### Your task
According to the text on power monitoring in health facilities, at how many hospitals and health centers were power-quality sensors installed beginning in May 2022?

### Supplied passage
----------------------------------------

RAEL focuses on designing, testing, and disseminating renewable and appropriate energy systems.
This project involves installing internet-of-things sensors in health facilities (HF) across vulnerable provinces of the DRC to establish a data-rich baseline for how health providers deliver services to patients under no-electric grid and grid-constrained conditions. Beginning in May 2022, we installed sensors that monitor power quality in real-time at 25 hospitals and health centers across North Kivu, an eastern province of the DRC.
We aim to determine the impact of power unreliability on mortality due to different equipment failures. We will test the hypothesis that distinct power problems (e.g. sustained undervoltage, brief voltage spikes, AC frequency drifts, outage events, etc.) have distinct negative impacts on biomedical device performance. Our approach will be to correlate live power monitoring data, biomedical device performance, and facility-level mortality rates and causes. We will explore potential climate impacts by assessing if temperature and rainfall are correlated with worse power quality and higher equipment failure rates.
Power challenges are the single most common cause of medical equipment failure in low- and middle-income countries (LMICs), where up to 70% of devices are broken or remain unused — Yet the field lacks the empirical, longitudinal data on power quality and reliability in health facilities in LMICs needed to understand what, specifically, about bad quality power causes medical equipment to fail. This inhibits our ability to effectively design corrective interventions in the design and deployment of (a) medical equipment to health facilities (HFs) and (b) the energy systems that power them.

----------------------------------------

### Listed records

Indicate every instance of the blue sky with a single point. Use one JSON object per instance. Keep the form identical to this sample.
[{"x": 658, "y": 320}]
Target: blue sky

----------------------------------------

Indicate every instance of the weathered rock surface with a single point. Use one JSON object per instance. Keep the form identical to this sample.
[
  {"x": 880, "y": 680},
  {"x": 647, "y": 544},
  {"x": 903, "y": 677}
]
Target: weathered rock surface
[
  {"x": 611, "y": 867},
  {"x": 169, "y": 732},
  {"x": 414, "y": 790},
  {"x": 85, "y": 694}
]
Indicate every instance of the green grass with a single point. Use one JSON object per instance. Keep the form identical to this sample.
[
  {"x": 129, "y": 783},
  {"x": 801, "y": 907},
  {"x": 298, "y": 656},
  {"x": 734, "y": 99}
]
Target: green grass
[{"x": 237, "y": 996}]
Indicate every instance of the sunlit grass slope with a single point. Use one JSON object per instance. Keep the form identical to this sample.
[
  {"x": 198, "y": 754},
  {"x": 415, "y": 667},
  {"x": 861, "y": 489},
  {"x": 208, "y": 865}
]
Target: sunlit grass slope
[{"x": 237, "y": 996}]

----------------------------------------

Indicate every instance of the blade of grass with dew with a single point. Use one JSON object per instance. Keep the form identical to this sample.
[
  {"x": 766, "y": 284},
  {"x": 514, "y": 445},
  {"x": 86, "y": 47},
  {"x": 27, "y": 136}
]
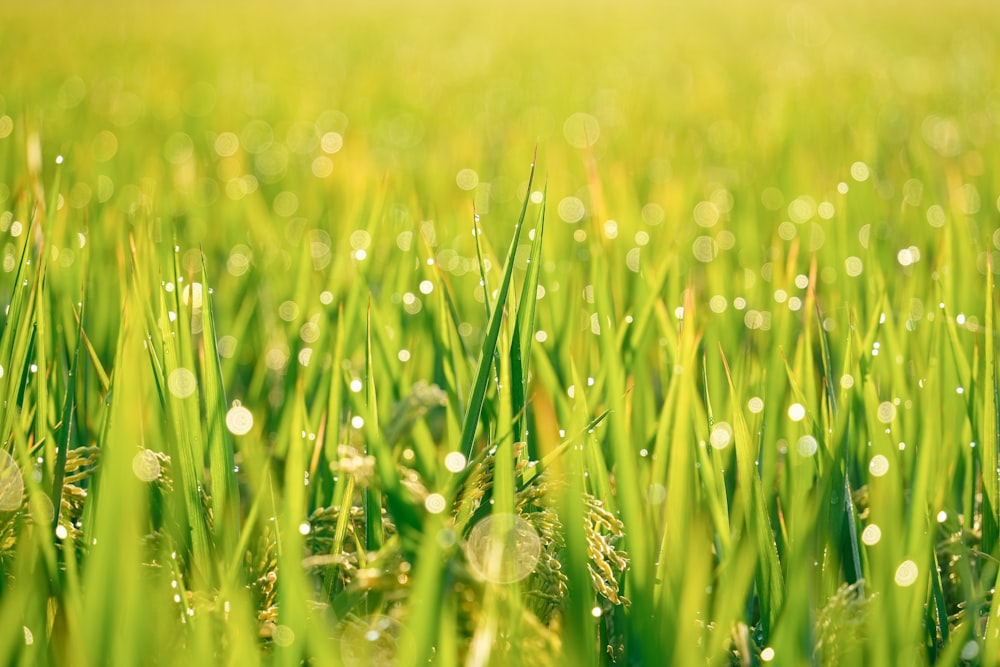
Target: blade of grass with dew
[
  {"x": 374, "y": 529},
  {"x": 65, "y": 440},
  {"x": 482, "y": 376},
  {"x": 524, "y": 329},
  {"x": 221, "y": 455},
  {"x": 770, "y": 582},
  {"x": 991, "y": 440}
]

----------------------------------------

### Task output
Sensors were installed at 25 hospitals and health centers across North Kivu.